====== LISTED ENTRIES
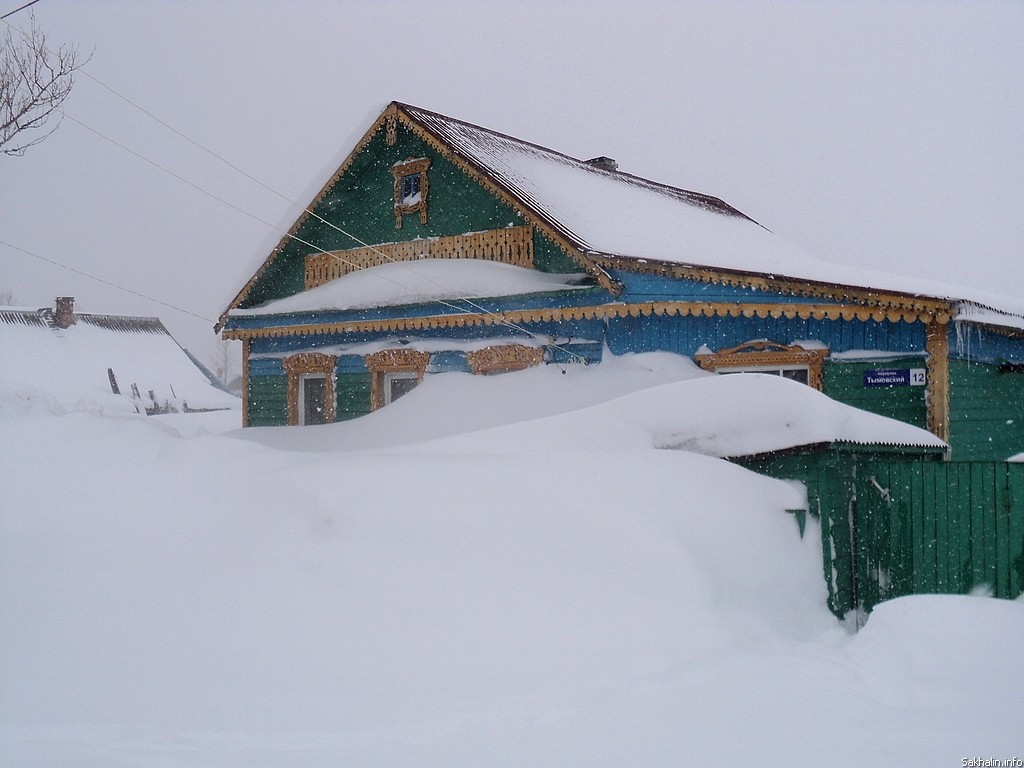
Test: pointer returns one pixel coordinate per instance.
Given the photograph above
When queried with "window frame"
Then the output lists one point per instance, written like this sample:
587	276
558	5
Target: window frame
============
ACTIVITY |
Your reply should be a verbatim retyping of the lines from the one that holds "Then the output" through the last line of the entries.

RESPONSE |
Then the output lists one point per instance, written like this sample:
587	276
558	5
Target: window frame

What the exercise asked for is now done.